_Exercise requirements_
Extract all of the data and reproduce it precisely.

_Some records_
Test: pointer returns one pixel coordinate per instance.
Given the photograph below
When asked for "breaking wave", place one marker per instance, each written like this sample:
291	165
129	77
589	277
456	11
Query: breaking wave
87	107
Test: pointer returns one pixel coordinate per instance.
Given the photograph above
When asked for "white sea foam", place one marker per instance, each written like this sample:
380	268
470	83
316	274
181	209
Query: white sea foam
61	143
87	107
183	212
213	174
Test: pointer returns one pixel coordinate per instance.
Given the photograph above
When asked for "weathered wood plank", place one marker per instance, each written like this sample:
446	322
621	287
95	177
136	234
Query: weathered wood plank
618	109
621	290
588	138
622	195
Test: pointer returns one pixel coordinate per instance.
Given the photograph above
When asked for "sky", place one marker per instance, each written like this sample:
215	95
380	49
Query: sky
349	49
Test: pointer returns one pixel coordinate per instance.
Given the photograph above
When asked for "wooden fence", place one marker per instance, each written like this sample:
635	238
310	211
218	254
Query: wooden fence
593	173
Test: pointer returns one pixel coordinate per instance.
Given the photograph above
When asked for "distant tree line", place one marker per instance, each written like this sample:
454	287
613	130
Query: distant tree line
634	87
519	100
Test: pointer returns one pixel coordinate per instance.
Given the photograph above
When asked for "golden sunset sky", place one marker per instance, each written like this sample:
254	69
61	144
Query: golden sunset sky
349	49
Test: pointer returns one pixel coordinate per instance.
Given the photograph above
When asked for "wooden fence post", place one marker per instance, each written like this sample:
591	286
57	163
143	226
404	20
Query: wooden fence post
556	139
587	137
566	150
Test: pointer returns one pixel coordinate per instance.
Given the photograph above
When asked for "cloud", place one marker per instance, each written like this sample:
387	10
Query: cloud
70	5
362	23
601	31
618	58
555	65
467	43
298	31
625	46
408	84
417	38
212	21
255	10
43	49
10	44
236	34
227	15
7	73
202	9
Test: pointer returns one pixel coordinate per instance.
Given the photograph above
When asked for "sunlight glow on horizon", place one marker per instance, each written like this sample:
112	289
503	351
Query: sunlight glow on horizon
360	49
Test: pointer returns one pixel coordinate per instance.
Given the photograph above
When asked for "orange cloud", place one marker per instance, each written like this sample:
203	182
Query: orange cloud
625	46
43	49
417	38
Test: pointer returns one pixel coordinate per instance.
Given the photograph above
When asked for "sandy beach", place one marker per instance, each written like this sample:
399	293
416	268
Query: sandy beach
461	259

_Complete response_
Test: pointer returns one pixel coordinate per instance.
Given the photograph below
When asked for "breaking wave", place one marker per instance, each written like this sample:
291	165
129	77
589	277
456	11
Query: breaking wave
87	107
Test: pointer returns one pixel coordinate per instance.
Given the photograph above
When asked for "white sea foam", place one marker per instance, each written like this sample:
380	268
470	83
316	274
181	209
Query: white sea foam
61	143
87	107
183	212
213	174
Test: pointer returns one pixel coordinate per instance.
Given the photograph above
When asked for "weathered wood plank", place one marker per instance, each written like this sample:
446	322
621	287
95	177
136	234
Query: weathered wood plank
618	109
621	290
588	138
622	195
Test: pointer returns one pixel coordinate per instance.
Given the photograph above
When asked for "sky", place one marker per instance, each written like this sample:
215	95
380	49
Query: sky
349	49
Test: pointer returns one pixel coordinate per instance.
Given the photograph above
When asked for "wooden fence", place one marker per instance, each written like this sample:
635	238
310	211
218	254
Query: wooden fence
593	173
Test: pointer returns one pixel coordinate per instance.
Given the photograph above
When asked for "distant tree line", place one marker per instance, each written like this sample:
454	287
613	130
Query: distant tree line
634	87
519	100
Test: pointer returns one pixel coordinate per instance.
Given the photograph above
When asked for "golden sunset sky", place one marker per instance, each written like this sample:
254	69
61	144
Query: golden sunset sky
349	49
Test: pointer returns one pixel coordinate per instance.
Given the photograph above
When asked for "wooden fence post", place one marker per instance, each written like this sample:
591	286
57	163
143	226
404	20
Query: wooden fence post
556	139
587	137
566	150
Test: pointer returns one pixel coordinate per instance.
Given the photograph above
When asked for "cloud", place one marker per instance, each written like this sample:
387	10
Query: cloud
70	5
362	23
601	31
618	58
555	65
467	43
298	31
625	46
408	84
417	38
212	21
255	10
43	49
10	44
236	34
227	15
7	73
202	9
Test: pointer returns one pixel coordinate per instance.
Given the photograph above
When asked for "sunlight glow on horizon", place one marker per instance, each written like this sample:
112	289
503	351
Query: sunlight glow on horizon
360	49
Test: pointer returns one pixel coordinate per instance.
Given the photograph above
When asked for "orange cloud", place one marker per instance, each written like this sample:
203	182
Query: orange cloud
625	46
43	49
417	38
Test: pointer returns one pixel coordinate per instance.
Given the photograph above
When asked for "sandy beach", place one marker per instance, each written like this sample:
399	293
416	268
Query: sandy beach
461	259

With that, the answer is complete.